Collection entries
+++

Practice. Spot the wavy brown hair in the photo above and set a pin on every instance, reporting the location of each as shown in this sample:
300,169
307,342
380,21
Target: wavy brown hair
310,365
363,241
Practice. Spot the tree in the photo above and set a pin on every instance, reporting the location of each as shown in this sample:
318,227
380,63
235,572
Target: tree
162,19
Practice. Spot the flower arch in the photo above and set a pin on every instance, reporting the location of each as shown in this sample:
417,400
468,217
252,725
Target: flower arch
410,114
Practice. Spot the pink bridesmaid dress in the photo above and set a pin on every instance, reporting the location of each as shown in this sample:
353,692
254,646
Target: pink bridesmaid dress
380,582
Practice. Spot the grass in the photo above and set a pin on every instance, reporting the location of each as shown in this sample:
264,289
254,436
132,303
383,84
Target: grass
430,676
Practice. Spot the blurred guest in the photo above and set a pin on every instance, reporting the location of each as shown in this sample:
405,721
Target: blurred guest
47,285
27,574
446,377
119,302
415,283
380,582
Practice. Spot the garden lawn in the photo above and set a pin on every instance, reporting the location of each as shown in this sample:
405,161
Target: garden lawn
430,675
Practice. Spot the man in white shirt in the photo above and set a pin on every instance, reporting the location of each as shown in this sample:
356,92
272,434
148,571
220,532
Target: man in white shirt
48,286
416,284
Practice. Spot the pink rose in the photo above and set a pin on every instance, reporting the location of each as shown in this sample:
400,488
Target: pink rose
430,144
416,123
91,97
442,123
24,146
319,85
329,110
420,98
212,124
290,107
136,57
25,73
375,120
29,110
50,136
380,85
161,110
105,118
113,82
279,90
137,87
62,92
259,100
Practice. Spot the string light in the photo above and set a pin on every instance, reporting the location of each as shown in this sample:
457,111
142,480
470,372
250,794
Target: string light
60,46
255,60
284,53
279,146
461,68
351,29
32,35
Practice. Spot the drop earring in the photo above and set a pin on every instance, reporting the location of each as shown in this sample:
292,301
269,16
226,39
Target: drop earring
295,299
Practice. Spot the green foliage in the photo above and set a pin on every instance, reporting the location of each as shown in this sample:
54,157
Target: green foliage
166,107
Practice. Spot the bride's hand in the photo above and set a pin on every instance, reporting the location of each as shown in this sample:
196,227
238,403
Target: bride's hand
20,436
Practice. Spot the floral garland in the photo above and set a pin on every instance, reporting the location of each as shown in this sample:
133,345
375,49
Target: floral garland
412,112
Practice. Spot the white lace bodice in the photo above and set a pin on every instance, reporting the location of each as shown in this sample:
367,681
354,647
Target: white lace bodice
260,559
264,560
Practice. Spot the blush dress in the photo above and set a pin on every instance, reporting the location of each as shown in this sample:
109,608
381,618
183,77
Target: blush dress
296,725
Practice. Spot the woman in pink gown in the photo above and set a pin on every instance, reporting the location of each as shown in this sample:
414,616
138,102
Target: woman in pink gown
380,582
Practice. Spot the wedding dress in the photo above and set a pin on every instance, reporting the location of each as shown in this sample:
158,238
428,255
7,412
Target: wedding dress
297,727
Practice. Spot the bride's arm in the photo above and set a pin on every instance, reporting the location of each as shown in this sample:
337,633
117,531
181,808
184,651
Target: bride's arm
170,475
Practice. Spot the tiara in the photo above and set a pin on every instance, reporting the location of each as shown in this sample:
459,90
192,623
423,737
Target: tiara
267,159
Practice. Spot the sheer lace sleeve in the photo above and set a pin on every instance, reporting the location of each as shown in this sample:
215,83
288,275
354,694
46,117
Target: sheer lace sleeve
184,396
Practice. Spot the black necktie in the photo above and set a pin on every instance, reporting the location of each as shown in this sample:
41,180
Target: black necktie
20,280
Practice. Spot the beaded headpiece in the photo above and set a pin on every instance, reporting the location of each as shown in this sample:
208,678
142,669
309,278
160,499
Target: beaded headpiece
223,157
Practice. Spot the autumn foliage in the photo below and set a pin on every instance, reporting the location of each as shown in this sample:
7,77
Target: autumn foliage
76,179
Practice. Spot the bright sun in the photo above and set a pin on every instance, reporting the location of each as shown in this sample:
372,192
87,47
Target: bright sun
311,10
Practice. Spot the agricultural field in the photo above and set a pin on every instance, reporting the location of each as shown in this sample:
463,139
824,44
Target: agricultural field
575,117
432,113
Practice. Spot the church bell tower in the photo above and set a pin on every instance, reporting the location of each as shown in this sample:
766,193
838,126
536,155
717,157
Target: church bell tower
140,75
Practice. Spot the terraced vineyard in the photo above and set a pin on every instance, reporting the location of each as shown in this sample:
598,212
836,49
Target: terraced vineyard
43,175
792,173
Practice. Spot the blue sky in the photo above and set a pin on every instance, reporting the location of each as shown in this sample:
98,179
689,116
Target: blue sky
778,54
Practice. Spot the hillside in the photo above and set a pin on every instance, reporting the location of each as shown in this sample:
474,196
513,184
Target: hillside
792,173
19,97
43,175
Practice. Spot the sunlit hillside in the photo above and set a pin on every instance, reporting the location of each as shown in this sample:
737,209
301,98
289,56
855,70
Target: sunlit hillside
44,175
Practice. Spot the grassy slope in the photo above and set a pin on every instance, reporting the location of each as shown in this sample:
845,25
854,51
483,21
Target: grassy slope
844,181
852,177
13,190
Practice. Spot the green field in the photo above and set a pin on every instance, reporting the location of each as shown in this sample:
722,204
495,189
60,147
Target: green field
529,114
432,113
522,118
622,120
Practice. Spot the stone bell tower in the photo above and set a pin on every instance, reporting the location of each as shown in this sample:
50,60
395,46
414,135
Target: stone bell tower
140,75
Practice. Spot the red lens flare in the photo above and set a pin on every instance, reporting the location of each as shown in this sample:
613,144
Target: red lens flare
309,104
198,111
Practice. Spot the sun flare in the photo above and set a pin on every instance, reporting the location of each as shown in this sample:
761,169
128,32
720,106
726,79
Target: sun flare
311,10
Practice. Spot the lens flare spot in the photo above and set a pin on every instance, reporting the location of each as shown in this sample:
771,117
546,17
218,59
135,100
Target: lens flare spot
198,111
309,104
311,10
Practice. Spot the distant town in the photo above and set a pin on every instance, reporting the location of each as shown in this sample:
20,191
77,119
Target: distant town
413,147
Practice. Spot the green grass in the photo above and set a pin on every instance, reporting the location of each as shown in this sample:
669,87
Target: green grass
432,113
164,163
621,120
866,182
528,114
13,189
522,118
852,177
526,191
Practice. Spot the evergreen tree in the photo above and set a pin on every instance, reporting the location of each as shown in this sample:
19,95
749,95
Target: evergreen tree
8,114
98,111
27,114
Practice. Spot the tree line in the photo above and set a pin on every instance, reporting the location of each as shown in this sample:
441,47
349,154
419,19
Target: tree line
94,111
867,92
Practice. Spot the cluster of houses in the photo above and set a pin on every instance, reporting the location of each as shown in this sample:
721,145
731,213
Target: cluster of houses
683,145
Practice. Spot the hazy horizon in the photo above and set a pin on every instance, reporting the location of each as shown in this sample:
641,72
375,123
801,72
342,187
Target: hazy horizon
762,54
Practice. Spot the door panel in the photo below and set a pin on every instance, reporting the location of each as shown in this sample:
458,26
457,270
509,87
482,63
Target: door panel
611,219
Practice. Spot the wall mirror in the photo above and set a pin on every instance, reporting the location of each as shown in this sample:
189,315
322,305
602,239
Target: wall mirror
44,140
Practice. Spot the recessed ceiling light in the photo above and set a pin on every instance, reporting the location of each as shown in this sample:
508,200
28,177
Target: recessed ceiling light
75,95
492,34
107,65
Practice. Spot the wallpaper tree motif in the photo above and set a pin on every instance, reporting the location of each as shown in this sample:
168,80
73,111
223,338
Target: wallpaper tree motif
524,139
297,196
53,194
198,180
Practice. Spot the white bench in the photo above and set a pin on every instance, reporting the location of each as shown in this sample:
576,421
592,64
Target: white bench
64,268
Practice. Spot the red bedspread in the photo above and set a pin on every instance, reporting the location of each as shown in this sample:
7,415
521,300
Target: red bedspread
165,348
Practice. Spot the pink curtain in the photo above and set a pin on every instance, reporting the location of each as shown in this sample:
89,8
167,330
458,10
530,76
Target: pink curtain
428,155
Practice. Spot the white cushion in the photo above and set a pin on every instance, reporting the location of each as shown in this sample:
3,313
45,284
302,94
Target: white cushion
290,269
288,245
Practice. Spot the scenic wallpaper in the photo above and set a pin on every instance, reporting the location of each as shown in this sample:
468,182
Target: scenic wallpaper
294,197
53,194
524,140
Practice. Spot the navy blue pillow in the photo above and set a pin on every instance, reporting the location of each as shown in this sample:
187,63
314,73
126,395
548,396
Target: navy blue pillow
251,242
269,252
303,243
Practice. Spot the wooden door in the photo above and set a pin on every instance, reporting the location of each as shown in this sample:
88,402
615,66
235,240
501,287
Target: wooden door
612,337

+++

(ASSIGNMENT) For every line of the data above that contains "below", copy that line.

(YOUR RESPONSE)
Practice. Spot the autumn foliage in the photo below and set a pin on every instance, reporting the location of each as shown in this sample:
Practice. Spot the door panel in the photo below and set a pin on every instance, reporting the location of each as shown in this sample:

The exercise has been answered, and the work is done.